• [Data lines]
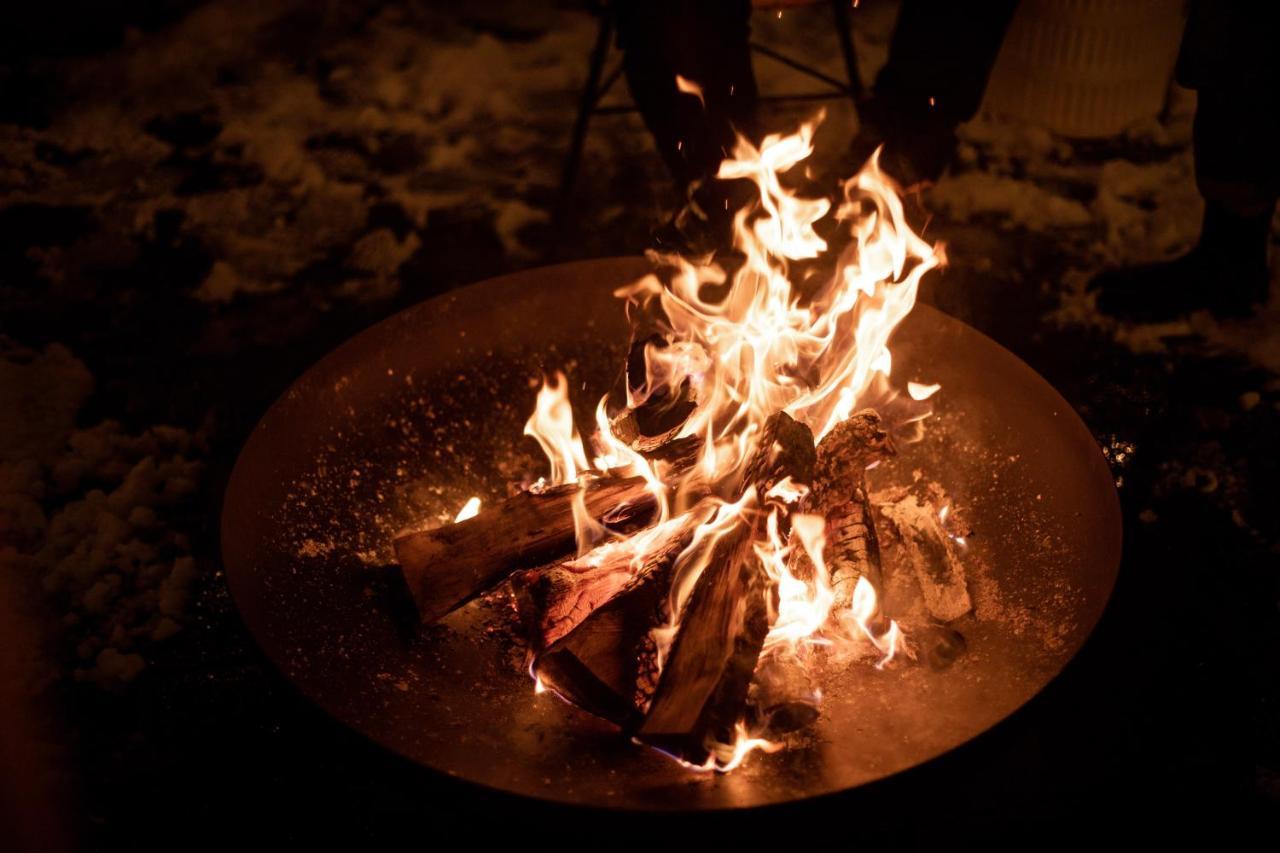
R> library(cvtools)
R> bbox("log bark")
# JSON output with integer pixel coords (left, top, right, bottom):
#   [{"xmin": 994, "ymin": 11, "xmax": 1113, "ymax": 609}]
---
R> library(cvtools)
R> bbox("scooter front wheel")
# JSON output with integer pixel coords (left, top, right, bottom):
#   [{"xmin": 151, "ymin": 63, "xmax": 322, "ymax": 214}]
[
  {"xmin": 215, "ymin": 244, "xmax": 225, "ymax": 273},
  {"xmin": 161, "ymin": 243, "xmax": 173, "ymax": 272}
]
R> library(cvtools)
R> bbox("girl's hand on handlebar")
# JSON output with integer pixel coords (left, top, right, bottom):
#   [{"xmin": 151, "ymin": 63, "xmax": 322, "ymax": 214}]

• [Work to complete] Show each line of the data above that contains the string "bbox". Case counts.

• [Solution for this task]
R> bbox("log bark")
R> bbox("scooter front wheel")
R> bbox("girl's hand on handlebar")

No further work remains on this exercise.